Aim of the exercise
Under this line is a listing; return exactly the lines starting at the one with "Target: foliage" and running down to the one with "Target: bright horizon", and leave out its pictures.

Provided material
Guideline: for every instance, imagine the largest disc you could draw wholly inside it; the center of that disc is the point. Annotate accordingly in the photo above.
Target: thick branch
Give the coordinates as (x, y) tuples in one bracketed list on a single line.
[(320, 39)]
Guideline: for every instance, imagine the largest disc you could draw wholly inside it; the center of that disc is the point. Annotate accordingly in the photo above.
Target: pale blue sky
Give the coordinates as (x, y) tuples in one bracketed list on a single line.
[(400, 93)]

...

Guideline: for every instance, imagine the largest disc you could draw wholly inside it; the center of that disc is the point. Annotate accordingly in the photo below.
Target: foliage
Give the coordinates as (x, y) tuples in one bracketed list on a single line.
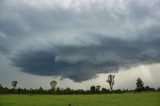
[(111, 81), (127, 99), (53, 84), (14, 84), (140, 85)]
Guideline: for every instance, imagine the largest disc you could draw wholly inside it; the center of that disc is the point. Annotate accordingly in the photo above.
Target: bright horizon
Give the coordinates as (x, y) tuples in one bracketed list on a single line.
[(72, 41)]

Response area
Target: foliage
Give the coordinates as (x, y) tuples in one bracketed list on a single line.
[(111, 81), (127, 99), (53, 84), (14, 84), (140, 85)]
Guideline: for every instance, imagine the largest disc you could draw wholly inside it; the center of that disc is the point. Annotate accordingly in the photo above.
Target: bright horizon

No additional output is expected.